Texto fornecido:
Diz-se que é o maior festival de cinema do mundo, não só porque se estende por vários dias, mas também porque os cineastas mais requisitados de todo o mundo aceleram os processos de pós-produção das suas últimas obras para marcarem presença na programação do evento que deu prestígio à vila francesa de Cannes. Quem se sai bem na competição, pode esperar boa exibição nas salas e, quem sabe, chegar ao grupo de finalistas das estatuetas douradas de Hollywood. Uma Palma D'Ouro não tem o reconhecimento mediático de um Óscar, mas é um galardão aparentemente menos redutor, mais sensível a outras nuances artísticas e aberto às cinematografias que nem sempre possuem o idioma inglês como forma de expressão primordial. Costumo estar mais ansioso pela estreia nas salas nacionais do último filme que foi premiado em Cannes do que o que venceu o Óscar de Melhor Filme (nas estatuetas douradas, prefiro quase sempre os filmes que receberam os prémios para Melhor Argumento Original e Adaptado). Mas se há coisa que a Palma D'Ouro não é, é isenta e, influenciada pelo espírito do seu júri variável, costuma realizar algumas escolhas dúbias e temperamentais - exemplos? Quando Quentin Tarantino presidiu ao Festival de Cannes, o Grande Prémio foi para Fahrenheit 9/11, o panfleto político mascarado de documentário de Michael Moore que, apesar de interessante, não era de todo um objecto de cinema sólido - talvez o seu carácter híbrido seja a sua marca mais interessante. Este ano, com Wong Kar-Wai na direcção do júri, a escolha recaiu sobre Uma Brisa de Mudança, de Ken Loach, que já se estreou há um par de semanas nas salas nacionais. Belo e de tonalidades clássicas, este drama sobre as convulsões políticas do IRA é um claro e rico objecto de cinema, mas a sua mensagem política parece sobrepor-se às suas ambições artísticas. O meio é a mensagem, já dizia McLuhan. A Palma D'Ouro de Cannes parece apostada num cinema de causas, deixando por vezes o bom cinema atrás das costas. Mas, no fundo, a ambiguidade dos filmes também passa por aqui.

Dados fornecidos:
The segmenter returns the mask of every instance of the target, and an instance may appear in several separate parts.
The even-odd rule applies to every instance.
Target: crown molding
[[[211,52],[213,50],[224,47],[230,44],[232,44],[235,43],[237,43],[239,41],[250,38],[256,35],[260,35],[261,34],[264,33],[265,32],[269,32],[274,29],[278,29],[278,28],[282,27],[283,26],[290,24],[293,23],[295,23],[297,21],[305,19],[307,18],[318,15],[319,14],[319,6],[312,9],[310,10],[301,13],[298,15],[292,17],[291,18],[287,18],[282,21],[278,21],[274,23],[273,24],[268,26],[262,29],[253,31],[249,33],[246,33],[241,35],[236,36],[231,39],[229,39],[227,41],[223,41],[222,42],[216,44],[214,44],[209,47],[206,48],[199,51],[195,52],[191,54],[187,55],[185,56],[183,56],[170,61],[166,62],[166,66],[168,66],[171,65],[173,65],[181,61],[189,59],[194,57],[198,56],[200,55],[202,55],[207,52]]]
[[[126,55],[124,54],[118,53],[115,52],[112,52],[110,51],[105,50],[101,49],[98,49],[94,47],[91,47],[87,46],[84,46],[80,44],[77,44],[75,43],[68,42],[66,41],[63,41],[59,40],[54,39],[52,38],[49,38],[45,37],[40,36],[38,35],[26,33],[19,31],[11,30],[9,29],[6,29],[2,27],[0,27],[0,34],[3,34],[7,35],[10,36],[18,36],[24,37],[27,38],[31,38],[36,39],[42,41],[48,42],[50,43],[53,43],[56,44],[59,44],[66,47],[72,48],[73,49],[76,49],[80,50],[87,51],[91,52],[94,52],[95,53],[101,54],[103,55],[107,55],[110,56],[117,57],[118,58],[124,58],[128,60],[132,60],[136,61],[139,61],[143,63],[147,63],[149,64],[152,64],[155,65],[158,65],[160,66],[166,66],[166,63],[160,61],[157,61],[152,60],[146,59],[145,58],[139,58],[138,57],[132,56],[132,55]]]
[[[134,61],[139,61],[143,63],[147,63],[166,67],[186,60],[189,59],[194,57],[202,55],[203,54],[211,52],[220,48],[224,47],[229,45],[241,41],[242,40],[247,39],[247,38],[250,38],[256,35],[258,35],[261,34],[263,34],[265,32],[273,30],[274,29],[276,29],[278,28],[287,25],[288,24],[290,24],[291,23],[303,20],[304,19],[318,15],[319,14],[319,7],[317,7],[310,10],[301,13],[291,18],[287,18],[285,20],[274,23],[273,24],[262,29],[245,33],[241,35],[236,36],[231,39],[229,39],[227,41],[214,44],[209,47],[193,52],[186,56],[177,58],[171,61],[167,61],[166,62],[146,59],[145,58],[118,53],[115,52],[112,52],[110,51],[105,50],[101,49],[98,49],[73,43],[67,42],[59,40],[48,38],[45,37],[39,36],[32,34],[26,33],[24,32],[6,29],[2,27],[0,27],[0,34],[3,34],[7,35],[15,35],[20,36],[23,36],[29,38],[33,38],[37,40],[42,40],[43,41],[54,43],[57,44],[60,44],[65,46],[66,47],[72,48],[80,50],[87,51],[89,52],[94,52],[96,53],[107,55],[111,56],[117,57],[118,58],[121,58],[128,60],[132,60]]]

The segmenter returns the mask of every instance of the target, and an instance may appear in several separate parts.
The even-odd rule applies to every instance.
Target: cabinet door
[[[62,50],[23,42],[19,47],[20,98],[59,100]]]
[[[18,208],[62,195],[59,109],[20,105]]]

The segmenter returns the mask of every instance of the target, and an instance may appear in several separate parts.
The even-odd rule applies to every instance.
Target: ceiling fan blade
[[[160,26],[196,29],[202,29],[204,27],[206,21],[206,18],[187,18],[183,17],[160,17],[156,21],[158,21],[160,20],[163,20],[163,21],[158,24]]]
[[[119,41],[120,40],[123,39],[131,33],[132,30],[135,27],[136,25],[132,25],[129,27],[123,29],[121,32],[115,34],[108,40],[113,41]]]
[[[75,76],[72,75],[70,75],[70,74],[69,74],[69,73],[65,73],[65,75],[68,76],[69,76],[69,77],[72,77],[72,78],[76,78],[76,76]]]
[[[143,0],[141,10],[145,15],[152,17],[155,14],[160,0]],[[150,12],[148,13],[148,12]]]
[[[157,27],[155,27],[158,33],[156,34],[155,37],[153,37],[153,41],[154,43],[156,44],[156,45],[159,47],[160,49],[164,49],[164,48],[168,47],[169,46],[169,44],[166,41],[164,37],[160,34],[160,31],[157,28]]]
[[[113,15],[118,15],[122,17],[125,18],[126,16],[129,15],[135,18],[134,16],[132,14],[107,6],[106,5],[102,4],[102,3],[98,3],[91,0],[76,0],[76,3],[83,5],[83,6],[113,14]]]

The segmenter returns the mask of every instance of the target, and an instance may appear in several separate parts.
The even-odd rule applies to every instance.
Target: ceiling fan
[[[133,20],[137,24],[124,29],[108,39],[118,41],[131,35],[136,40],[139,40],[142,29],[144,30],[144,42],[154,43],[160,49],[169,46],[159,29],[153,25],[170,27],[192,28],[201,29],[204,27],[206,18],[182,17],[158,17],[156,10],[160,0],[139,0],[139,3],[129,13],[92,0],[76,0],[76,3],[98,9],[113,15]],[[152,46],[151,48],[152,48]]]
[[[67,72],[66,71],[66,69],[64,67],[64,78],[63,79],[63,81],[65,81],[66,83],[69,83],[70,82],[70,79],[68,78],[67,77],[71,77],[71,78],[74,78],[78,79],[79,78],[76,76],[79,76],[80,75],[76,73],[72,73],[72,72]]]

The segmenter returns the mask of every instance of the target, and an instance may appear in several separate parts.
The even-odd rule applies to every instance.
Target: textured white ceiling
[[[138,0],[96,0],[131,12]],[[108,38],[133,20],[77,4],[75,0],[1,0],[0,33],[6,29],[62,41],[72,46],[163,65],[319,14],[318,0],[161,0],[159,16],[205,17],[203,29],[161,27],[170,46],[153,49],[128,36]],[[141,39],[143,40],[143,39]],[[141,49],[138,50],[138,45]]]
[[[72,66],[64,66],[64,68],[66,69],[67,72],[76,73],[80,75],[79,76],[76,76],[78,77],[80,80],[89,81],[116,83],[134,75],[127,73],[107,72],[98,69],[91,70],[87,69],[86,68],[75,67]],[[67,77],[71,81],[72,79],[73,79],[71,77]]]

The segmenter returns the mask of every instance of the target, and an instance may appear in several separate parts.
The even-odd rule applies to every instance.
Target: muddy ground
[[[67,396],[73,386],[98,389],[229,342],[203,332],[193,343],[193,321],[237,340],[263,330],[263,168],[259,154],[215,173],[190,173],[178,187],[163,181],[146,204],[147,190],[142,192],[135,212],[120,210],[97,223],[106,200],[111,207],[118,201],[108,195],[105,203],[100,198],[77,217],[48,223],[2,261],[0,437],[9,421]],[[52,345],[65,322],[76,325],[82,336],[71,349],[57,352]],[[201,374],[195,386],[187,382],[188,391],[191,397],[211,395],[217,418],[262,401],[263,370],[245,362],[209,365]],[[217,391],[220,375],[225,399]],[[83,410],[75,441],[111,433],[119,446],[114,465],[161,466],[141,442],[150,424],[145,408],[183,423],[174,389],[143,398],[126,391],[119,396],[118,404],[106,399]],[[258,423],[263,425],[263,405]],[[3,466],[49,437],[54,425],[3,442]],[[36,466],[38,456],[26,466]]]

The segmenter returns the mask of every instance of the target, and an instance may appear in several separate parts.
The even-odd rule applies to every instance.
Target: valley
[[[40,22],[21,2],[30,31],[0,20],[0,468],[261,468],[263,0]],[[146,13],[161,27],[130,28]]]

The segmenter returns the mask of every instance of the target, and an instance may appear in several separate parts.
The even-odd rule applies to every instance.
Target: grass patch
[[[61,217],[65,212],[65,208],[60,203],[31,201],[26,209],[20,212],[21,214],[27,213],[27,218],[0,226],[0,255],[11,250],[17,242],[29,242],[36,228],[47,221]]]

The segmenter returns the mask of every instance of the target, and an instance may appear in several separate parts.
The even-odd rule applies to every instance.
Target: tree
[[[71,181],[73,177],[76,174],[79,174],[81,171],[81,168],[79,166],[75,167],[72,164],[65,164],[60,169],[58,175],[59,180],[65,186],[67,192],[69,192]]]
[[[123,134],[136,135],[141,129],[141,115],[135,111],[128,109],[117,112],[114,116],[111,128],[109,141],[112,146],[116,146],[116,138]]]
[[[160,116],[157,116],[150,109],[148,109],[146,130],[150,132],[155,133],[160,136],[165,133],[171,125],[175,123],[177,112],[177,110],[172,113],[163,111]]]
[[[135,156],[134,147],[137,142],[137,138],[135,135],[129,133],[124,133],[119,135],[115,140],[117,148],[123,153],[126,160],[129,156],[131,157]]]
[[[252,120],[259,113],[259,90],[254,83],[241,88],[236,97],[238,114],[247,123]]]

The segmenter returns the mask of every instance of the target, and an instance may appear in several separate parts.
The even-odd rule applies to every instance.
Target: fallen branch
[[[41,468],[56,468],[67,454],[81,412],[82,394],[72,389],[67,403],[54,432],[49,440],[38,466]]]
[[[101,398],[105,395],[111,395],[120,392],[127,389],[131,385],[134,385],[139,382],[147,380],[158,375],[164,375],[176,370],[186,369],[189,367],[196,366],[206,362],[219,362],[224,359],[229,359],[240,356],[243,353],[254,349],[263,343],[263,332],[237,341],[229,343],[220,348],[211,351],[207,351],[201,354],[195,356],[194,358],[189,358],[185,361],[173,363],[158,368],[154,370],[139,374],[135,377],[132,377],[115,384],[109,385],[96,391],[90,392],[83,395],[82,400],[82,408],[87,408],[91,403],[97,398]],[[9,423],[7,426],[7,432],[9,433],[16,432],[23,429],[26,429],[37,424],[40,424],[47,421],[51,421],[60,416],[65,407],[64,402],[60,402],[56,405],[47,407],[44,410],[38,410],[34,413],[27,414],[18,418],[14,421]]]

Tarefas:
1. No texto sobre o Festival de Cannes, que filme ganhou a Palma D'Ouro no ano em que Wong Kar-Wai presidiu ao júri?
2. Enumera todas as linhas das entradas em que aparece a palavra "ceiling".

Soluções por tarefa:
1. Uma Brisa de Mudança, de Ken Loach.

2.
Target: ceiling fan blade
Target: ceiling fan
Target: textured white ceiling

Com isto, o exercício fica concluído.